#### [Task goal]
The required output is the exact sequence of lines from the line holding "If you could pin the muddy" to the end of the records, inclusive.

— Start of Given data —

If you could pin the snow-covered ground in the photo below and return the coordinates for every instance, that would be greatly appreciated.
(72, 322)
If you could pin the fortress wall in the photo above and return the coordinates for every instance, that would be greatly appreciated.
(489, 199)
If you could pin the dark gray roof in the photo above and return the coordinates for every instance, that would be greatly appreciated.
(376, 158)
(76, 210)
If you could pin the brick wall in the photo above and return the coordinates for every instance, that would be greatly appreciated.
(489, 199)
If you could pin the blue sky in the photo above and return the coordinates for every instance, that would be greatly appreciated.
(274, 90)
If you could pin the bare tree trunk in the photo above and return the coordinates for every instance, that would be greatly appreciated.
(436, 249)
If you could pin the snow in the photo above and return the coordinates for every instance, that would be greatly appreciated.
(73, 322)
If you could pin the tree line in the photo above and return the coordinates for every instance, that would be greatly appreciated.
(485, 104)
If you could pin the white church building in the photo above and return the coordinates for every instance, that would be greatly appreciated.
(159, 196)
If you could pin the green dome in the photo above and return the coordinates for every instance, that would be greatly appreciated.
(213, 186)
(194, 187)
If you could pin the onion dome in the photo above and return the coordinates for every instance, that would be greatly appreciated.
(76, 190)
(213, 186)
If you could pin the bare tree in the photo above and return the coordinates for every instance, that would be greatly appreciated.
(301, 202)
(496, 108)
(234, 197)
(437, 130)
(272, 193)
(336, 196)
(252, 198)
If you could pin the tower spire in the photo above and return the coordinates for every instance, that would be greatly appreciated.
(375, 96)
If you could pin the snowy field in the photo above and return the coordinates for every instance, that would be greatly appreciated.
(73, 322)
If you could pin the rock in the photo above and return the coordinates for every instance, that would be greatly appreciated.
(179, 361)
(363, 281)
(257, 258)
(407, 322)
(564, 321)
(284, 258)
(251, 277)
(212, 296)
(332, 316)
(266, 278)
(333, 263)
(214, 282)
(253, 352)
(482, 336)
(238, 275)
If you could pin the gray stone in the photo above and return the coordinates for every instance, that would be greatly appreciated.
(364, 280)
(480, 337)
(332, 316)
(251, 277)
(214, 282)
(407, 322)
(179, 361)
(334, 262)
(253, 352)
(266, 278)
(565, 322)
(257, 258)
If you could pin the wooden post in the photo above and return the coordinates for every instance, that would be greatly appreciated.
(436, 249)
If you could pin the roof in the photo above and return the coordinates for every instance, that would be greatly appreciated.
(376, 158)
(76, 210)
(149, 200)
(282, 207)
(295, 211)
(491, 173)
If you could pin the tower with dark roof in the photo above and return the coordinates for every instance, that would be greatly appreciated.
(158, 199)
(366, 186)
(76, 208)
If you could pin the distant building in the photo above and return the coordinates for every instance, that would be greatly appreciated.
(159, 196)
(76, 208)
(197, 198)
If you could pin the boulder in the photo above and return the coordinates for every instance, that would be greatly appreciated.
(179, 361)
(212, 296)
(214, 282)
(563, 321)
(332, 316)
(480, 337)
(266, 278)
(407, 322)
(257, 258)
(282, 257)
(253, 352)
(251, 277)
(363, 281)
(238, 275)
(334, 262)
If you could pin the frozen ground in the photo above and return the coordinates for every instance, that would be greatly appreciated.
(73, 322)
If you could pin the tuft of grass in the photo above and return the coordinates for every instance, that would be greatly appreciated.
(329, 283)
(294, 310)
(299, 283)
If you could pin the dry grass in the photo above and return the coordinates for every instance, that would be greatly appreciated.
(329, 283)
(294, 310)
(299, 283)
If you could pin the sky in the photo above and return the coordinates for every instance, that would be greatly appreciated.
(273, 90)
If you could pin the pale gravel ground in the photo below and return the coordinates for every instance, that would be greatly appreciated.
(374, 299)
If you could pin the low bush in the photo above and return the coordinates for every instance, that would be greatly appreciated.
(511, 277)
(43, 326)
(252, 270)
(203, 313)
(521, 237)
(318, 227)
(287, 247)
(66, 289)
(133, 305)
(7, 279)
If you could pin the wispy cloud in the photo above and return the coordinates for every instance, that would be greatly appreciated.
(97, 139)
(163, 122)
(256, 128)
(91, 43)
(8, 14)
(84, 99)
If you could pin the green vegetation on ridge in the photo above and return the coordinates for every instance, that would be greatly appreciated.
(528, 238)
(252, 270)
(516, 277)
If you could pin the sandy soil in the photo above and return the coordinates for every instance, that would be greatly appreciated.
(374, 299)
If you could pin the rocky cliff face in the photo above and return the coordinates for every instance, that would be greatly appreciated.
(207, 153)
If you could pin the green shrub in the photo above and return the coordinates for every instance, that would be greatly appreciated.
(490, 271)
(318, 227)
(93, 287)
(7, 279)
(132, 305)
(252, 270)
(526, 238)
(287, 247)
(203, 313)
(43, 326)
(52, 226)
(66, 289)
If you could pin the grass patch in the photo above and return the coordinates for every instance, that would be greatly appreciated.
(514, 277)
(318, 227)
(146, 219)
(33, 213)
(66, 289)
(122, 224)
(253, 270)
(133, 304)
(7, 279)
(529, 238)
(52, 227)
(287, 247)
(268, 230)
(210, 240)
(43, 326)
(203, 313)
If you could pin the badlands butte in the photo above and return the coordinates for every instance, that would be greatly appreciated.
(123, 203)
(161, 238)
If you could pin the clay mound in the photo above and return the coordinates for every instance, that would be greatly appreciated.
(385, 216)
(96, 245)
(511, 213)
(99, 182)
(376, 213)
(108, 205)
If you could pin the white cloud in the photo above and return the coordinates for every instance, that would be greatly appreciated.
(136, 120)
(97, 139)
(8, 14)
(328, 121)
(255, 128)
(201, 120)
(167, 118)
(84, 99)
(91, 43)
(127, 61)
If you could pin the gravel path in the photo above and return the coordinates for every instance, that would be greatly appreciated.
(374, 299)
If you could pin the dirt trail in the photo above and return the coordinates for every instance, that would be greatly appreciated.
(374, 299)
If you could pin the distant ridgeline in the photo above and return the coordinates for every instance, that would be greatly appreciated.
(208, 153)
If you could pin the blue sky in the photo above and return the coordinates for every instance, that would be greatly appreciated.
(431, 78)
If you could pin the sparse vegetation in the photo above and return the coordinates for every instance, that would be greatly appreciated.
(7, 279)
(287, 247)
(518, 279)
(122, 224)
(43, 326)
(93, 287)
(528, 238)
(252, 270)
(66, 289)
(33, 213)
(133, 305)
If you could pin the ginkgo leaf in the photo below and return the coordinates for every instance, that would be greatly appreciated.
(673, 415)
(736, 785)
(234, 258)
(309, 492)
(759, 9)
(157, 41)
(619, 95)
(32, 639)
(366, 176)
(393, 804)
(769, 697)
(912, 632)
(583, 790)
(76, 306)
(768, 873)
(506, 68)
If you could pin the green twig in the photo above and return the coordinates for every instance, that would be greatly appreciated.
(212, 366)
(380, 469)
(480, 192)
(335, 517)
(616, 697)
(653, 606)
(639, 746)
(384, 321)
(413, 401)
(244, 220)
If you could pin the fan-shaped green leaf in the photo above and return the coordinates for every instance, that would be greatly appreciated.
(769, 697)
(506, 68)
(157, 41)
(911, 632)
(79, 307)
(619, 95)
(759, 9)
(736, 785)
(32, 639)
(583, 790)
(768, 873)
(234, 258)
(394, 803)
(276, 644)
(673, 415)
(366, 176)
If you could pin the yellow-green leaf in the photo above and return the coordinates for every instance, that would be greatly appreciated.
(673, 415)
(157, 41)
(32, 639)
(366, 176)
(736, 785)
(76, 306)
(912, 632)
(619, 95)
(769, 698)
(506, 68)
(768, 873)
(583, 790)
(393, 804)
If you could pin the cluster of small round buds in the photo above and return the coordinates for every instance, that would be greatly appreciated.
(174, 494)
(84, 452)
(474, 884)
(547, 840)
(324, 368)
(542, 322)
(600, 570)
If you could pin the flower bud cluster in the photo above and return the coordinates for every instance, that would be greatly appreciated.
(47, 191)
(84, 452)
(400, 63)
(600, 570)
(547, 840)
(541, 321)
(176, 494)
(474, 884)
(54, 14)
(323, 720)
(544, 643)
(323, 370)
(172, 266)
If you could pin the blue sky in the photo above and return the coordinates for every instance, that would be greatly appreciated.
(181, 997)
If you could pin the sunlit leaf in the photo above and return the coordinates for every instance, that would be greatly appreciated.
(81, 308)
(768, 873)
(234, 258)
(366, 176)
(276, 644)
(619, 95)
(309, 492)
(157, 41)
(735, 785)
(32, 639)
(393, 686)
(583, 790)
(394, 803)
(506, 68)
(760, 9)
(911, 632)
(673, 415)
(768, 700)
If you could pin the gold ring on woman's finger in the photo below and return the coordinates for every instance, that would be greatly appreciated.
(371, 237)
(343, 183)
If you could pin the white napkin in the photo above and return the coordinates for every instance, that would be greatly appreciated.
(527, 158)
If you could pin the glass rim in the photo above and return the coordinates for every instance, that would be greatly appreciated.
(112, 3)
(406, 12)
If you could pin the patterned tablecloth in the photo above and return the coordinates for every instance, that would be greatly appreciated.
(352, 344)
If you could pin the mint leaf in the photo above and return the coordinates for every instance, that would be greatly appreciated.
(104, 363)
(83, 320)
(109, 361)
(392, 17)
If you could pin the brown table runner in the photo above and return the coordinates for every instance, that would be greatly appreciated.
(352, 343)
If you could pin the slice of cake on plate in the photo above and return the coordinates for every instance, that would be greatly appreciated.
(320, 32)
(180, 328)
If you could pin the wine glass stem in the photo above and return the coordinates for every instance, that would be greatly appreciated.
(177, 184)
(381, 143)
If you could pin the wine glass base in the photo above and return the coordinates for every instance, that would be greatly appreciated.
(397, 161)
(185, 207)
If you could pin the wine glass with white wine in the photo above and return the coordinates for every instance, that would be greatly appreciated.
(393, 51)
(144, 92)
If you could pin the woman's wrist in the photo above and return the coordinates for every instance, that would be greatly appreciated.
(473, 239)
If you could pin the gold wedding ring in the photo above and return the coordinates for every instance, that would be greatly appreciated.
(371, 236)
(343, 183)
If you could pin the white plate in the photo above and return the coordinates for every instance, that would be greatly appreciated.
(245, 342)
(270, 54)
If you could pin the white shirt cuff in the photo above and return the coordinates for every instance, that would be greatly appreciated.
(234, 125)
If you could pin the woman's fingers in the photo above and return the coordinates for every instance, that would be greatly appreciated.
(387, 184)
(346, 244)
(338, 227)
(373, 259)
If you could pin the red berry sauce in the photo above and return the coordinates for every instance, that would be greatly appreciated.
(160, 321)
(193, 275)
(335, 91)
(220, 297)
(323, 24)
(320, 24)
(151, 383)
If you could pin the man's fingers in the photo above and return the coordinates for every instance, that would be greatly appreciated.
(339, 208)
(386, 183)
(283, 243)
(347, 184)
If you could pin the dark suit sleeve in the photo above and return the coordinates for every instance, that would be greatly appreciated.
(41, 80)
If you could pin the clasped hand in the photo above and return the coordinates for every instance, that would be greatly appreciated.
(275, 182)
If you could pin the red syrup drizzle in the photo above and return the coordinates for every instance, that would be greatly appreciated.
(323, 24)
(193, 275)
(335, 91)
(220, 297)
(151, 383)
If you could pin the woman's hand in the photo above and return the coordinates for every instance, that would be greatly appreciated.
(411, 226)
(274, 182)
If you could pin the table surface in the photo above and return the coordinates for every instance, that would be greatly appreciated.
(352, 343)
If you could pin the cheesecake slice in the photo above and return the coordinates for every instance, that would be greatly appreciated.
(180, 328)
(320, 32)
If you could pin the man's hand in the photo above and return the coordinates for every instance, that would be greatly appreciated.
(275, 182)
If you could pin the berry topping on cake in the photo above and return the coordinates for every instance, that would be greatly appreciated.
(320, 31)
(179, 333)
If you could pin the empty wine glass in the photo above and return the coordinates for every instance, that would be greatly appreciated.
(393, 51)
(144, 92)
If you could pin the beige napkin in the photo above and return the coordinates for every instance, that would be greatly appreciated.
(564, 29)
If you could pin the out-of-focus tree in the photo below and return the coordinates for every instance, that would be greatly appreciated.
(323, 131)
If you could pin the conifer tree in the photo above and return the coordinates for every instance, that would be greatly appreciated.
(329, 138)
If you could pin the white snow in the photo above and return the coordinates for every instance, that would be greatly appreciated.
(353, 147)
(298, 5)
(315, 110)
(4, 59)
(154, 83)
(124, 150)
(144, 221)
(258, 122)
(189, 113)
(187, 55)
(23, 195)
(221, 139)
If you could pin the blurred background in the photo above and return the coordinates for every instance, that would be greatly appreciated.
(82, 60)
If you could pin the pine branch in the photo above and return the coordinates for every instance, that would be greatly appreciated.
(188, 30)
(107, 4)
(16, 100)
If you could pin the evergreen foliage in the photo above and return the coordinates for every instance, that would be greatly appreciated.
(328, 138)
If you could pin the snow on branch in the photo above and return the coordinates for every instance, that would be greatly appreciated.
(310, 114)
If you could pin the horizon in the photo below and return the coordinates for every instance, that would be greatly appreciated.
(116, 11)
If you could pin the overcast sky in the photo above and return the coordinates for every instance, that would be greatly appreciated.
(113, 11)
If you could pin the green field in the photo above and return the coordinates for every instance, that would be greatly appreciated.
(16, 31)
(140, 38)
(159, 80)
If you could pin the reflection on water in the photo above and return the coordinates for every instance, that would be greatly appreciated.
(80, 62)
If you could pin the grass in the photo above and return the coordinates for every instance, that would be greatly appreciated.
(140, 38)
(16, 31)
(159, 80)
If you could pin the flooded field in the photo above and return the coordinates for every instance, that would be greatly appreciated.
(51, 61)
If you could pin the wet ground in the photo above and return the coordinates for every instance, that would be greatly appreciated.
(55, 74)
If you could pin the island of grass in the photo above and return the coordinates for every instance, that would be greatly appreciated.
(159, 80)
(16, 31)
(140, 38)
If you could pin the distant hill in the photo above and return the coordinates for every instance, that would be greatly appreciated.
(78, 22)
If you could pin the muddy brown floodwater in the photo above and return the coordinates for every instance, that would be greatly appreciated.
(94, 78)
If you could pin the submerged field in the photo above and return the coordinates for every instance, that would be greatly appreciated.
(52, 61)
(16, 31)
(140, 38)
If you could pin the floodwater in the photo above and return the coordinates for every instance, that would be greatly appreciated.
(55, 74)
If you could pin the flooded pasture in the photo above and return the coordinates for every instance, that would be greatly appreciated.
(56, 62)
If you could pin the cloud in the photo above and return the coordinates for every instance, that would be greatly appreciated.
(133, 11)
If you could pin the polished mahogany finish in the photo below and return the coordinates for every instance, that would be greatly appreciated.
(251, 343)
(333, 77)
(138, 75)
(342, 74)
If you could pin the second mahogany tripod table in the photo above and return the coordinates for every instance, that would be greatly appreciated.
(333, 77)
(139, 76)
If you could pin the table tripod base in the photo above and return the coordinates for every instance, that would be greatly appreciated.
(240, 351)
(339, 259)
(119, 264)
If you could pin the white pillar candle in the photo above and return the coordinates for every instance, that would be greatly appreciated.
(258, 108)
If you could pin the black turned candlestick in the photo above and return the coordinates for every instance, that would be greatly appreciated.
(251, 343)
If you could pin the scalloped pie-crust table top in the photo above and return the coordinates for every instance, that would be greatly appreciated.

— End of Given data —

#### [Result of this exercise]
If you could pin the muddy brown floodwater in the photo above and return the coordinates for every instance, that would be greatly appreciated.
(94, 78)
If you could pin the submerged field in the photo above and return the coordinates for every instance, that would be greatly appreciated.
(52, 61)
(16, 31)
(140, 38)
If you could pin the floodwater in the photo above and return the coordinates for every instance, that would be greatly appreciated.
(55, 74)
If you could pin the flooded pasture in the photo above and return the coordinates for every instance, that would be greatly appreciated.
(56, 62)
If you could pin the cloud in the photo above and return the coordinates for every instance, that would be greatly appreciated.
(133, 11)
If you could pin the polished mahogany finish in the photo below and return the coordinates for every instance, that would be greatly appreciated.
(251, 343)
(333, 77)
(138, 75)
(342, 74)
If you could pin the second mahogany tripod table in the photo above and return the coordinates for every instance, that would be greatly appreciated.
(333, 77)
(139, 76)
If you could pin the table tripod base in the photo above and return the coordinates for every instance, that would be greatly appreciated.
(240, 351)
(339, 259)
(119, 264)
If you could pin the white pillar candle in the photo above and return the coordinates for every instance, that would be greatly appreciated.
(258, 108)
If you could pin the black turned candlestick in the photo above and return the coordinates for every instance, that would be greatly appreciated.
(251, 343)
If you could pin the scalloped pie-crust table top in the photo above and return the coordinates for every instance, that would be greatly appreciated.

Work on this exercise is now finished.